## Records of labeled points
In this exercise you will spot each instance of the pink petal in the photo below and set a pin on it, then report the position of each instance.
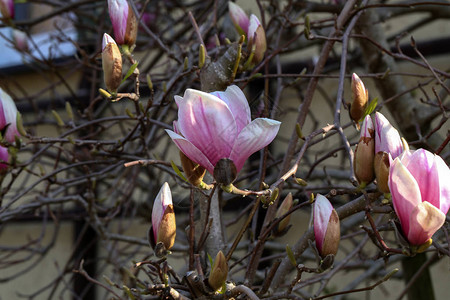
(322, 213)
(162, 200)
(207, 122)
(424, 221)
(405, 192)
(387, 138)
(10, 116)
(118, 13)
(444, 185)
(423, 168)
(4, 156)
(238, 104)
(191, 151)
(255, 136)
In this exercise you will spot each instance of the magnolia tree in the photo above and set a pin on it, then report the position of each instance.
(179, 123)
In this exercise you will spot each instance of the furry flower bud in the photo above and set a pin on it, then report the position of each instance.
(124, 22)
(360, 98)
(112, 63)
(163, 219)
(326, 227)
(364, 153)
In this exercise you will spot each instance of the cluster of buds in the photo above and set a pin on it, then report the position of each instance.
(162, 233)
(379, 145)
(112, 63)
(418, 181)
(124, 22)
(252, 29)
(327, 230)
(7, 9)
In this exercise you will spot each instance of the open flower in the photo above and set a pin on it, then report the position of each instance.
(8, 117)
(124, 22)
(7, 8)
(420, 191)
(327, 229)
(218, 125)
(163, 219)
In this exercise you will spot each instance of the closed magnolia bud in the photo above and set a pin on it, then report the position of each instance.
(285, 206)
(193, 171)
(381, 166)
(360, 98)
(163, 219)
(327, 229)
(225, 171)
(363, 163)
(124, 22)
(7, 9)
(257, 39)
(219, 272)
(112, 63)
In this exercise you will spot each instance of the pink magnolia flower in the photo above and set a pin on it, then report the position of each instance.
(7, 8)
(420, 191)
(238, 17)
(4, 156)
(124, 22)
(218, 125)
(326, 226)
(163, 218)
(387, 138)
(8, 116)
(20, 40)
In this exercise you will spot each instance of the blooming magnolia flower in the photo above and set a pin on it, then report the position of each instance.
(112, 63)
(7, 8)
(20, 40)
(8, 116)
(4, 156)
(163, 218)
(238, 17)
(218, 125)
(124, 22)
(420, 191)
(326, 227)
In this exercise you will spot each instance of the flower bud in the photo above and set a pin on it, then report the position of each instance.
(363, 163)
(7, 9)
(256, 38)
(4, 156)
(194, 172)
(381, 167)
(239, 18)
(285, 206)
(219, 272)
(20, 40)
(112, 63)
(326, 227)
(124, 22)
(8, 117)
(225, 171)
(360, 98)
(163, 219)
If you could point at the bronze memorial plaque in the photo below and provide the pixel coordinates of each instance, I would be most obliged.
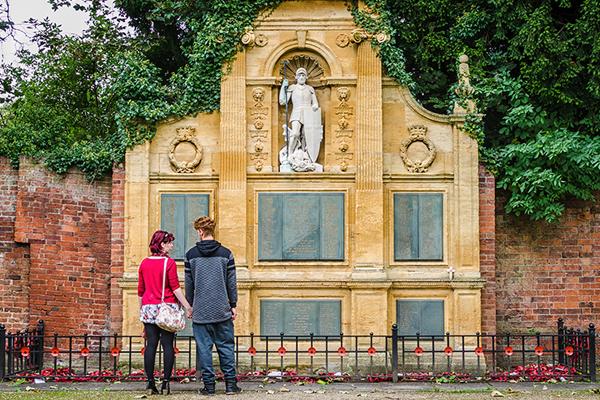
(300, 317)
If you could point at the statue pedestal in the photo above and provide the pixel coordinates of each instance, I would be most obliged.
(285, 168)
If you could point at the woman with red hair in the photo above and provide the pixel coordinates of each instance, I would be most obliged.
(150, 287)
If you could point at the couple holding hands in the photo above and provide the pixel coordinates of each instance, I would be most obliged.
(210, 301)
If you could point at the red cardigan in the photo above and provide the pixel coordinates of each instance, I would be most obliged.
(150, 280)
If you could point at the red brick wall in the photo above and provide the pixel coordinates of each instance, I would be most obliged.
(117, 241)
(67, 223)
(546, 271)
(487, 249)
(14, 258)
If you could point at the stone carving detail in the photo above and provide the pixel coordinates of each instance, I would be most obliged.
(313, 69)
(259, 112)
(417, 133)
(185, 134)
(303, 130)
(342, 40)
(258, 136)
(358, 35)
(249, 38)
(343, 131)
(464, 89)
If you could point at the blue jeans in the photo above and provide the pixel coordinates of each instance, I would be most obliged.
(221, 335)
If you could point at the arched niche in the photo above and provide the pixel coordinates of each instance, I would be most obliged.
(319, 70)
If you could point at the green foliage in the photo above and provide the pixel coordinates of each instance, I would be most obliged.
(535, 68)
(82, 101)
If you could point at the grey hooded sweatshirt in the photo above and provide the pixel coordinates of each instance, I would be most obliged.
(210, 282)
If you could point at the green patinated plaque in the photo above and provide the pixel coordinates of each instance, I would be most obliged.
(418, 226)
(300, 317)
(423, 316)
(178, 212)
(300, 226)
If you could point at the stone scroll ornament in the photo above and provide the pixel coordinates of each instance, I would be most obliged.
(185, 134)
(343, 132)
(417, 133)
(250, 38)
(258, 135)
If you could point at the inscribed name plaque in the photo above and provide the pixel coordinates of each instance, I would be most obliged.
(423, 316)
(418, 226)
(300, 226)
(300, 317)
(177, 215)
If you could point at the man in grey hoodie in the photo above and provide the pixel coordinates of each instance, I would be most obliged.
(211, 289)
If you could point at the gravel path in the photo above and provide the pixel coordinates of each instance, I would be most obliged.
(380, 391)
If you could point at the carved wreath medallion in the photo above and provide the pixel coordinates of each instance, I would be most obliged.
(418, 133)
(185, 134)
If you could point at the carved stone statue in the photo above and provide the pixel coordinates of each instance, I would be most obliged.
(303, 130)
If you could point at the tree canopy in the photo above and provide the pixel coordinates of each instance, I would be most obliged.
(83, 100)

==

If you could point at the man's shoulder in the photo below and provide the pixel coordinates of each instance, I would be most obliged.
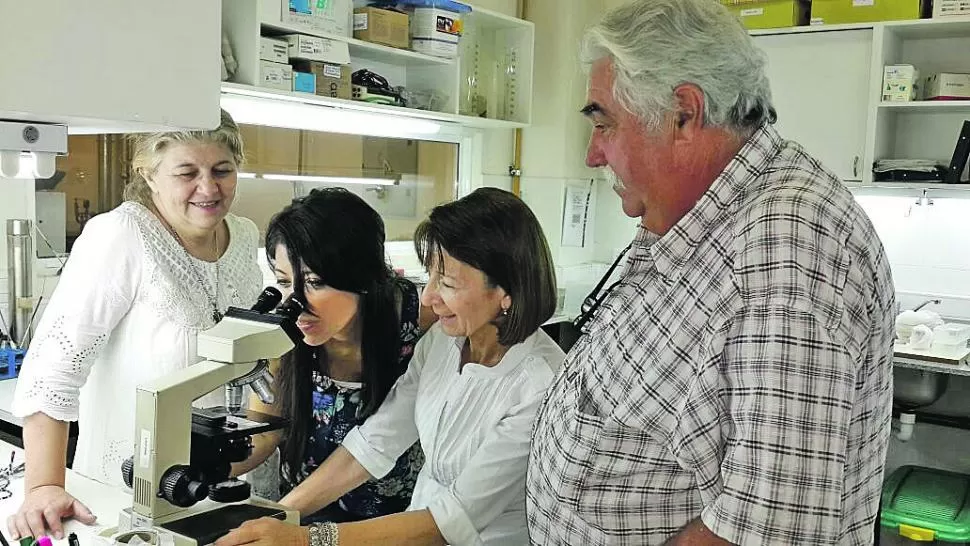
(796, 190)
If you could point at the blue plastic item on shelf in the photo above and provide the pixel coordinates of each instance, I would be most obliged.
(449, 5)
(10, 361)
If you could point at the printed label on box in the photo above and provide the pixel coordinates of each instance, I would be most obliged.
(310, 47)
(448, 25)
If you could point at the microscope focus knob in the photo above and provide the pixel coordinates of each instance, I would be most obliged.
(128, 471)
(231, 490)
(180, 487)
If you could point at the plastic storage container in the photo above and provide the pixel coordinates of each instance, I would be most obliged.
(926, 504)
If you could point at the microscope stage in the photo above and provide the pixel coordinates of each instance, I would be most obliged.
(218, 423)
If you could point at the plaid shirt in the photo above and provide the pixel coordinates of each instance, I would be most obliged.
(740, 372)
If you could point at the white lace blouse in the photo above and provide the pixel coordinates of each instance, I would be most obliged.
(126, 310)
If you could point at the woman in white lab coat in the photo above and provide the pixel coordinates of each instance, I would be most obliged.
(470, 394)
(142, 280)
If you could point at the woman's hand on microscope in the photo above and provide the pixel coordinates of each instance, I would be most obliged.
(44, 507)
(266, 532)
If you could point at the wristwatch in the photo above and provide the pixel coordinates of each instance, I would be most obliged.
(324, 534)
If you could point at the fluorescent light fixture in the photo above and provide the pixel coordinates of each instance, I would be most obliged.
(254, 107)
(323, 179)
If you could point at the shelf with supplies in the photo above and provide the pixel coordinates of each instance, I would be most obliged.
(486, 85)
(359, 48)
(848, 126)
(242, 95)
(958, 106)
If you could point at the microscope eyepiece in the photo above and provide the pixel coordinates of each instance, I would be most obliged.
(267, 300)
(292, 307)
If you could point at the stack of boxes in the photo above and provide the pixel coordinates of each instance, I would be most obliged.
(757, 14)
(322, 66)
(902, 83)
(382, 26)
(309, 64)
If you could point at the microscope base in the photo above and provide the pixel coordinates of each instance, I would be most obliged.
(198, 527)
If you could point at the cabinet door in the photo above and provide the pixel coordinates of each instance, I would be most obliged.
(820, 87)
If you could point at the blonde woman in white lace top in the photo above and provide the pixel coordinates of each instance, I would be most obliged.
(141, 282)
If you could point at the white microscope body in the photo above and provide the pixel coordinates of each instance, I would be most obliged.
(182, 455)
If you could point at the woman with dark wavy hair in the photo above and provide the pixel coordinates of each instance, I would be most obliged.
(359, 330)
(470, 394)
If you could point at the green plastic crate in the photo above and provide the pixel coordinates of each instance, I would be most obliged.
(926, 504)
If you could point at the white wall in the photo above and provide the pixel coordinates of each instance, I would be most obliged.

## Prompt
Please gather every line of the material above that contains the word "plastic" and copy each one out. Case counts.

## Written solution
If you could point at the blue plastic item on shelf in the photo above and provide the pixel coordinates of each instance, I would be most obliged.
If you could point at the plastic storage container in the photo above and provide the pixel coordinates of each instance, I would be most obliged.
If you could point at the green plastic crate in the photo above and provide the pixel coordinates of each instance, I would be most obliged.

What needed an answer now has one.